>>

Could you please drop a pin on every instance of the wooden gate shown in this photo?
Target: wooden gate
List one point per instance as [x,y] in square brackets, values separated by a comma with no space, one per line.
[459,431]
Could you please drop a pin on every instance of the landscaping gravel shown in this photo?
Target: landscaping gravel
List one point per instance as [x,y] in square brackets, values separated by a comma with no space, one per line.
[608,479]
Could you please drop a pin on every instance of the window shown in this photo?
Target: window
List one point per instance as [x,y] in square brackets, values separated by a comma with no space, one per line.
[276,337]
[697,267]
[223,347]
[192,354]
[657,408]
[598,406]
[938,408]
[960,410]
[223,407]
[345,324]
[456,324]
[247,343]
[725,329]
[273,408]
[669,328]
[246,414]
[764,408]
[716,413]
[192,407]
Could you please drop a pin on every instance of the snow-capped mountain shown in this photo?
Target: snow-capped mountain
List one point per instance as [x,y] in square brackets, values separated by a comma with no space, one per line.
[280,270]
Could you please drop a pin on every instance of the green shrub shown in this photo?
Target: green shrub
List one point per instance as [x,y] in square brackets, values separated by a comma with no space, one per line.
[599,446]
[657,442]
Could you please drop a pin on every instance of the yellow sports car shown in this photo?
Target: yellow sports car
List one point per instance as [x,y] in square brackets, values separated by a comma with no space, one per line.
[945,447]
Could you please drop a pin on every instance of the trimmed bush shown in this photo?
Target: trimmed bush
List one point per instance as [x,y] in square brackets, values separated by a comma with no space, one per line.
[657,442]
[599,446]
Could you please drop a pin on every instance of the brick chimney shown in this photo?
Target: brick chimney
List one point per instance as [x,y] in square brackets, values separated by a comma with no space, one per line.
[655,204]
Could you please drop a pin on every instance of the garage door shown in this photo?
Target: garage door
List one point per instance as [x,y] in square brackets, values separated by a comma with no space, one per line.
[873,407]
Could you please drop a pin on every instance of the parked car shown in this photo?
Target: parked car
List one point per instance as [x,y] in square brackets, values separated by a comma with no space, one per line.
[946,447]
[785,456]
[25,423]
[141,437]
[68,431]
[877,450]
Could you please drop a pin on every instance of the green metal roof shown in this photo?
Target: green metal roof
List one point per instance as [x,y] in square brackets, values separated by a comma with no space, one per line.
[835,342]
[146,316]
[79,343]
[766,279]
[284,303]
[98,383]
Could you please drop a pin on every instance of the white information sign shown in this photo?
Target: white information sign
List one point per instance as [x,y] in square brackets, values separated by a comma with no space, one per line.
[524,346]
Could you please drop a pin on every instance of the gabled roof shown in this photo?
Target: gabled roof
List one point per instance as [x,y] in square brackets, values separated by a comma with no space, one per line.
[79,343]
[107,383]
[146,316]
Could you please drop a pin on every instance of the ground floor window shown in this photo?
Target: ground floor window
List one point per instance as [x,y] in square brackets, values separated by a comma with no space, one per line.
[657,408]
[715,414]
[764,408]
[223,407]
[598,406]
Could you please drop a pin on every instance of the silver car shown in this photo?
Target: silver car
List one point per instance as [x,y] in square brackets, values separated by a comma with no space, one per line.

<<

Short exercise :: In the entries above, take the line containing "metal roof shown in this photo?" and each later line through the last, and repeat them exactly. Output nothing else.

The result ::
Could you please drop a pin on every instance of the green metal roof shown in this photo?
Target: green metal roof
List one point per instance as [x,y] in square brackets, values separated by a comma with no space, one per line.
[835,342]
[146,316]
[79,343]
[766,279]
[284,303]
[98,383]
Could you please drop a pin on every instance of the white information sign shown in this photo?
Target: white information sign
List one point per instance as [x,y] in square brackets, values separated by a comma with no space, one per line.
[524,346]
Could you please drop a pin on every instance of the gabled roof shown in this photo?
Target: gabled roof
List one point per instance as [x,y] in square brackets, values separated by a comma with no space, one per line.
[79,343]
[107,383]
[146,316]
Could you please drop a pin on every instance of the ground floor window shown in this photo?
Target: ground floor window
List one point per instance as [x,y] in square brackets, values separated by a comma with no space, one per line.
[657,408]
[715,414]
[764,408]
[223,407]
[598,406]
Could you please drop a pin on every instance of the silver car shown in this photo?
Target: silver car
List one point per instance as [x,y] in square brackets, values separated by a comma with no space, one per line.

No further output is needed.